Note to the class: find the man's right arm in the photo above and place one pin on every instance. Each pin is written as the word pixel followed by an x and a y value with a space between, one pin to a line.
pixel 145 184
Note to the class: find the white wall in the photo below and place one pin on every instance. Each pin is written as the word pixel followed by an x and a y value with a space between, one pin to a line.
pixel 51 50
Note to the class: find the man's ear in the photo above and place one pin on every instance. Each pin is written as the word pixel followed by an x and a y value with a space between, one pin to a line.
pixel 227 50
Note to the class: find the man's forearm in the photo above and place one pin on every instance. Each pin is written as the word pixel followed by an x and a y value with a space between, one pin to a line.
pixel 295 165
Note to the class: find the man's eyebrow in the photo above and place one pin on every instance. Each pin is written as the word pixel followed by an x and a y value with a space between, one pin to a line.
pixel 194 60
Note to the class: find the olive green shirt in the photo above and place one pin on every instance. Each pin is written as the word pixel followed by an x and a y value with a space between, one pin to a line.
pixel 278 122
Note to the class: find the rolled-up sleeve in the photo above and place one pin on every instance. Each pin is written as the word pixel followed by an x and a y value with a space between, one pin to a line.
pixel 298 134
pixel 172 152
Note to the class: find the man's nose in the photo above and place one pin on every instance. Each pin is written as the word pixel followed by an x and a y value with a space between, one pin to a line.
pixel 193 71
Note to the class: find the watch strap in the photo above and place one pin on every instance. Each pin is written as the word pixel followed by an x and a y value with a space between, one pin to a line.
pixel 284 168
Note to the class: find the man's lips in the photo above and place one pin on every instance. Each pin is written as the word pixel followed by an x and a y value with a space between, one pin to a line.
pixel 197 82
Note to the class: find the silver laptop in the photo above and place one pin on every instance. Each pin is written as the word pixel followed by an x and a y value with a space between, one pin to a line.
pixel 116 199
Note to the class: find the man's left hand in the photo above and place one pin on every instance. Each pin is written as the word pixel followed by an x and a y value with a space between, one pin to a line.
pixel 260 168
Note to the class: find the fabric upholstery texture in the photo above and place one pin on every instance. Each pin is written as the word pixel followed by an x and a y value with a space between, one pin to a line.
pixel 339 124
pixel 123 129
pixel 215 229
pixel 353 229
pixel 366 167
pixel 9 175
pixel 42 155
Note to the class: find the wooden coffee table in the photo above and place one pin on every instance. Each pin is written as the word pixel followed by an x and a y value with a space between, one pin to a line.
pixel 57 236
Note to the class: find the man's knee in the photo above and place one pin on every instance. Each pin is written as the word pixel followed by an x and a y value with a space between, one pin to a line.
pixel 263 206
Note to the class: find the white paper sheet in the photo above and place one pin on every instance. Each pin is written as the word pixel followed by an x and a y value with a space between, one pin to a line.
==========
> [The exercise]: Copy every row above word for word, keeping the same order and line breaks.

> [Solution to the problem]:
Note to the class: find the man's right arm in the photo above and place one pin on every instance. Each pin is written as the word pixel followed by an x and a y value with a space between, one pin to a line.
pixel 145 184
Note to the class: find the white wall in the photo below and place one pin on every instance. Each pin is written as the word pixel followed by an x and a y value with a space between, one pin to a line.
pixel 51 50
Note to the class: find the man's ear in the photo above and place one pin on every instance. Each pin is written as the word pixel followed by an x and a y value with a space between, one pin to a line.
pixel 227 50
Note to the class: find the man's forearm in the photo above and place one pin on every instance. Each pin is written as the word pixel followed by an x and a y value with a space between, one pin to a line.
pixel 295 165
Note to the class: find the man's eyebrow in the photo above and place one pin on every instance. Each pin is written as the word pixel followed by an x and a y value with a space between, one pin to a line.
pixel 194 60
Note to the class: find the olive green shirt in the photo above and place one pin on every instance. Each pin is written as the word pixel followed by an x and a y value with a space between, one pin to a line.
pixel 278 122
Note to the class: find the rolled-up sleeve in the photo above and place one pin on every instance. Each pin is written as the word pixel followed by an x and a y value with a space between, one pin to a line.
pixel 298 134
pixel 172 152
Note to the class: find the man's nose in the photo above and place one pin on every instance. Each pin is written as the word pixel followed by an x and a y value with a space between, one pin to a line.
pixel 193 71
Note to the class: find the watch strap in the photo above and place one pin on every instance. Each pin is written as the word pixel followed by an x and a y value with a space between, one pin to a line.
pixel 284 168
Note to the class: find the man's lips in the photo above and place one pin on every instance. Each pin is written as the word pixel followed by an x and a y value with a space between, one pin to a line.
pixel 197 82
Note to the class: find the silver laptop in the photo above and place one pin on every instance. Each pin is written as the word pixel followed by an x and a y value with a space between, one pin to a line.
pixel 116 199
Note to the class: find the man's left hand in the photo above and place one pin on every instance. Each pin is written as the word pixel followed by an x and a y value with a space between, one pin to a line.
pixel 260 168
Note to the class: find the fabric upholstery texture in the photo above and place one pin on every instance. Each pin is written as the word pixel followed by an x and a y value with a space between, one pin to a line.
pixel 339 124
pixel 123 129
pixel 215 229
pixel 353 229
pixel 366 167
pixel 9 175
pixel 42 155
Note to the class: find the wooden coffee table in the photo above and place one pin on every instance. Each pin is written as the word pixel followed by an x and a y value with a space between, one pin to a line.
pixel 57 236
Note to the class: find the man's knee in the photo above and place one pin on every instance. Each pin is written as the word pixel followed by an x and a y value with a space between, one pin to a line.
pixel 263 206
Note to the class: find the white paper sheet in the photo above and place one pin on every instance. Each pin is written as the word pixel followed by an x and a y value with a space between, one pin to a line.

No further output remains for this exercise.